BEGIN Supplied material

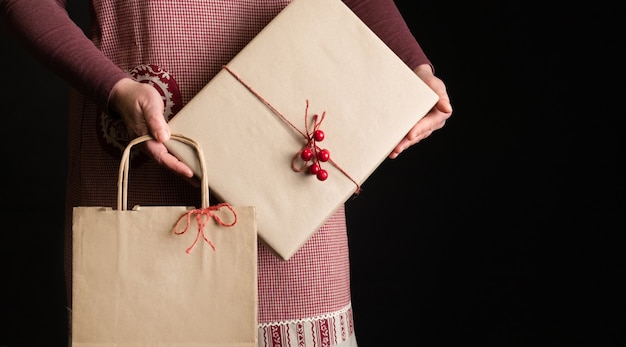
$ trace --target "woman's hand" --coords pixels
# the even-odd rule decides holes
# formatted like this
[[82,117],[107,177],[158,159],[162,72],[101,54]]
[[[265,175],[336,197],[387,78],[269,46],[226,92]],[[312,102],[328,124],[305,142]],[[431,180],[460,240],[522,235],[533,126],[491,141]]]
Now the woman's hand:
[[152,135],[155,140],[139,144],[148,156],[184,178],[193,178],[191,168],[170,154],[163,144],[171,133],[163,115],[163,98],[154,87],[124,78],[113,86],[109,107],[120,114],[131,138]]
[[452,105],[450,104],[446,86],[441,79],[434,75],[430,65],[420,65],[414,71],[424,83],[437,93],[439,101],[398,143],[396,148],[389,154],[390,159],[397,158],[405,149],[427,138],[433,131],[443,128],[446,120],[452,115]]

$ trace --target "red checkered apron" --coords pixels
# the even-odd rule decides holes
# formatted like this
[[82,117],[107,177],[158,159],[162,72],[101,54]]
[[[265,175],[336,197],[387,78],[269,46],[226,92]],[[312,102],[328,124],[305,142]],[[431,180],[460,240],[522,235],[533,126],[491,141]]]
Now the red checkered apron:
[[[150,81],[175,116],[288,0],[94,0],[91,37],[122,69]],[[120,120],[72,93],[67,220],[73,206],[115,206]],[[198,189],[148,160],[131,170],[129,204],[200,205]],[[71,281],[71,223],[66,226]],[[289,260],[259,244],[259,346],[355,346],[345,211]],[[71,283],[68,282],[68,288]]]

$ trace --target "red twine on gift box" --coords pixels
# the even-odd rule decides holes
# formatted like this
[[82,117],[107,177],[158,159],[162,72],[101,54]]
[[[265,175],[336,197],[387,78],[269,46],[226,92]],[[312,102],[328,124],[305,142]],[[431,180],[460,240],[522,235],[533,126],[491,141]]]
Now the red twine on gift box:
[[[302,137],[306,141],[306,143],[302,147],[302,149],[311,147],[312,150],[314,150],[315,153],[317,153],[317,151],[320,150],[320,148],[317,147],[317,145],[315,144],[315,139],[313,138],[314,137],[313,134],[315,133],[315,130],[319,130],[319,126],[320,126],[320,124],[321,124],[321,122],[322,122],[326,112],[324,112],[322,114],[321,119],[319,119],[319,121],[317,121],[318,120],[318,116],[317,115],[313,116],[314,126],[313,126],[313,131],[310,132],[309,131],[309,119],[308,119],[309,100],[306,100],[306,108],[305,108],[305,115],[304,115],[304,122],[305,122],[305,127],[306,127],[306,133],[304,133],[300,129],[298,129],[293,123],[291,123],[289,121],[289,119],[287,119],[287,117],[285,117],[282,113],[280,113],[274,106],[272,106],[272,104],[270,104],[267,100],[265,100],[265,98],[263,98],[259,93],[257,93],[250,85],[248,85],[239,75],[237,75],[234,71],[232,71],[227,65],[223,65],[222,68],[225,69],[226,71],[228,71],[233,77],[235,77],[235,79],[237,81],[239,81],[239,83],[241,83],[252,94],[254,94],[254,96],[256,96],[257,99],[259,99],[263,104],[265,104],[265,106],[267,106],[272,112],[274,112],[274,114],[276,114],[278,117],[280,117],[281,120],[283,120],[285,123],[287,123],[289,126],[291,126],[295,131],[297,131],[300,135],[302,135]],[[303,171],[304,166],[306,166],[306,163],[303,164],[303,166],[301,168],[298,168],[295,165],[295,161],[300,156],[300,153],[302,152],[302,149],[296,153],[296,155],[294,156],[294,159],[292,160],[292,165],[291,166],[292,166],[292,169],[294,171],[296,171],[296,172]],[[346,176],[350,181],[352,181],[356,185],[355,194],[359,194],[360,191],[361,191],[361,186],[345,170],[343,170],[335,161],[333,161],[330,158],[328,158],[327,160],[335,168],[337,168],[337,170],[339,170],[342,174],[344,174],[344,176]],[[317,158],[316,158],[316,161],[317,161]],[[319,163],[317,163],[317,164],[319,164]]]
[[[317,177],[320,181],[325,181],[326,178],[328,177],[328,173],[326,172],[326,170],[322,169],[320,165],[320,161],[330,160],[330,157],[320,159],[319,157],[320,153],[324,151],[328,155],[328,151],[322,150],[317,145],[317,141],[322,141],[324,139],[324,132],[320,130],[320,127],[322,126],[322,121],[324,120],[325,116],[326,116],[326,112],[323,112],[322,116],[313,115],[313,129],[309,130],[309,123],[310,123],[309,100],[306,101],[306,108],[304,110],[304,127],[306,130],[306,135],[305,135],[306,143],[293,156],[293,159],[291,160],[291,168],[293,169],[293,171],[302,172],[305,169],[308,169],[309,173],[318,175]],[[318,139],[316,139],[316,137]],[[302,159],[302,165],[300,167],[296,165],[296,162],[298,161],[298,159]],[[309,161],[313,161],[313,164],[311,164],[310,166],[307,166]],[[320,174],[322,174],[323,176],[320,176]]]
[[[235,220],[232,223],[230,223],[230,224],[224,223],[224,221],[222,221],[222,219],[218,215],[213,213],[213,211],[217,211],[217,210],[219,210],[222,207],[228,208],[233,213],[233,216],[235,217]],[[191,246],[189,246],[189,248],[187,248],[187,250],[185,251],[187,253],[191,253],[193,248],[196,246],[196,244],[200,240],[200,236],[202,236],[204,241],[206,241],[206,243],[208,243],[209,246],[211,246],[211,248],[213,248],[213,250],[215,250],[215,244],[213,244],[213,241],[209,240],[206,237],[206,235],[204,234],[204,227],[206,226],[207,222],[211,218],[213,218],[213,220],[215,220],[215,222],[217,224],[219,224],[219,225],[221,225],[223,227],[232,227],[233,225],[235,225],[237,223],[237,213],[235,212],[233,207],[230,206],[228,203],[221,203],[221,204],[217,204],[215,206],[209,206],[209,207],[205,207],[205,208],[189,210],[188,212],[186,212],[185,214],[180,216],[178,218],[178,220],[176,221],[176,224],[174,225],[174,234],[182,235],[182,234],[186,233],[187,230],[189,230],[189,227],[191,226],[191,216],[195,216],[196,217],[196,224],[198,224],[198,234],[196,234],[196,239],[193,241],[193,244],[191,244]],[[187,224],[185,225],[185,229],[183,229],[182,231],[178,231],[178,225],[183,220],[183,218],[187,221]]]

END Supplied material
BEGIN Supplied material

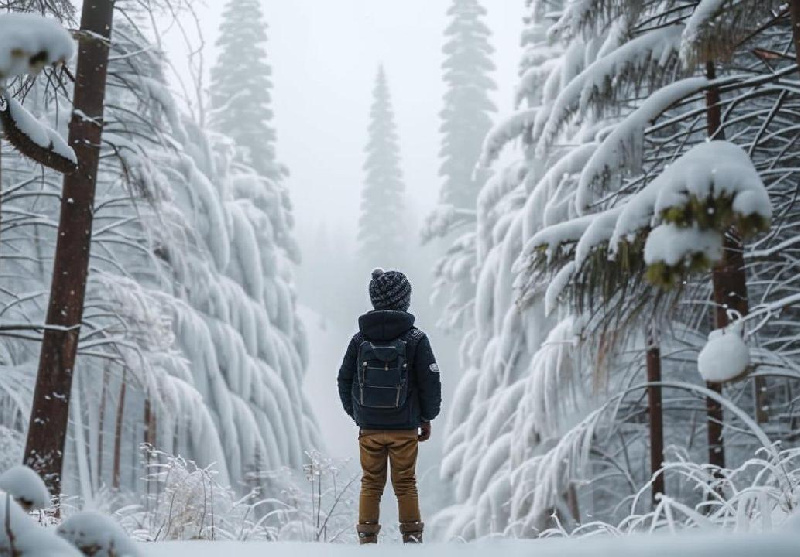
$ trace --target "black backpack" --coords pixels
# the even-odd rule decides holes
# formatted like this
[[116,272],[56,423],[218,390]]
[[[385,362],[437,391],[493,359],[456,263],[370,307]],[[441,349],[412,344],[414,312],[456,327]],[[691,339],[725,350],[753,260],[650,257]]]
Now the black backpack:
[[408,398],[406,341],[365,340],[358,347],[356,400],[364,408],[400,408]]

END Supplied material
BEGIN Supplied material

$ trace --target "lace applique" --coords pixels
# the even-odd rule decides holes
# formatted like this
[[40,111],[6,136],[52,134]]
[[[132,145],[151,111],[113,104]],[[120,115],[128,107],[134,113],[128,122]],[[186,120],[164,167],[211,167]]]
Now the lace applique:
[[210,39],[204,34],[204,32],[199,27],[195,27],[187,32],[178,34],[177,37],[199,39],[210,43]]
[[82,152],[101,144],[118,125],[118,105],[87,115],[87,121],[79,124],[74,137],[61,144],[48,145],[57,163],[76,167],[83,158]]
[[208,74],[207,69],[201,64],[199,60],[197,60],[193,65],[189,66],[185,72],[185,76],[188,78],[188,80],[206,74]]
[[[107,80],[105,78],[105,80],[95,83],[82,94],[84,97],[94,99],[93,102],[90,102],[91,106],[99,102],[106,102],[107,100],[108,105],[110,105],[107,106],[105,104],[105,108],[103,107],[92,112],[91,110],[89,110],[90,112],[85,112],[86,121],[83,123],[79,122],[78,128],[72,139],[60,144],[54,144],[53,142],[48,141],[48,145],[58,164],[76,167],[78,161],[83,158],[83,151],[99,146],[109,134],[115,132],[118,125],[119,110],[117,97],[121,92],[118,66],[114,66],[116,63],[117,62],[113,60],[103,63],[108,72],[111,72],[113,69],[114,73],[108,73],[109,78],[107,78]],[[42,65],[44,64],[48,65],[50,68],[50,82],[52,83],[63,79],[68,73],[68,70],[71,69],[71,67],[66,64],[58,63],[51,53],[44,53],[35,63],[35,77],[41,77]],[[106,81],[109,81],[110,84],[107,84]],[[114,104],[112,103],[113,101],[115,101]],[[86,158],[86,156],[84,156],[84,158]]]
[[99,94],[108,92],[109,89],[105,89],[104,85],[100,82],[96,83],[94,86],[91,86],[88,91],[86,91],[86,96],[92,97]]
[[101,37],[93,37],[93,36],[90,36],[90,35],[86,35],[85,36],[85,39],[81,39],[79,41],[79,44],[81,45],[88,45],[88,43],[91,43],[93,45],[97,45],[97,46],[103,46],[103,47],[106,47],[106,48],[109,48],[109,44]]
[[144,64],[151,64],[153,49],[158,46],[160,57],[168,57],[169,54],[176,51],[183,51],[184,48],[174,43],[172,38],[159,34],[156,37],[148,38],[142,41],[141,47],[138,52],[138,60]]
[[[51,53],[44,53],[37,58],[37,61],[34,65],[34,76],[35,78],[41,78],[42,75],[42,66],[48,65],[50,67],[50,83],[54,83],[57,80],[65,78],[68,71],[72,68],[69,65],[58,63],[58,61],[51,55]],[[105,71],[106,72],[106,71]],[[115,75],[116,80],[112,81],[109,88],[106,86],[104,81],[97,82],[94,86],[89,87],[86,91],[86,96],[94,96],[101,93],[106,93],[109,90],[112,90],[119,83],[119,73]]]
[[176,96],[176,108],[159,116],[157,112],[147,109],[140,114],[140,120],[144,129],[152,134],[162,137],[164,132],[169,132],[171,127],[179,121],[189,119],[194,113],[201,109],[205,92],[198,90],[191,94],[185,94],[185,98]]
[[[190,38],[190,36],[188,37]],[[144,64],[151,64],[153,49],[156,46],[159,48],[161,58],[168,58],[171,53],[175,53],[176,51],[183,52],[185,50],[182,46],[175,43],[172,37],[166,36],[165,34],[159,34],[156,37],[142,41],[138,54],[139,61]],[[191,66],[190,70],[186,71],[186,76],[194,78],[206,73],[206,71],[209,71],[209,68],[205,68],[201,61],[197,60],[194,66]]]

END Supplied material

-- Exercise --
Wherever the string "trace" appears in a line above, copy that line.

-- Solution --
$ trace --target "woman's hand" --coords pixels
$ trace --target "red checkered apron" --coords pixels
$ trace --target "red twine on gift box" --coords pixels
$ trace --target "black backpack" --coords pixels
$ trace --target "lace applique" --coords pixels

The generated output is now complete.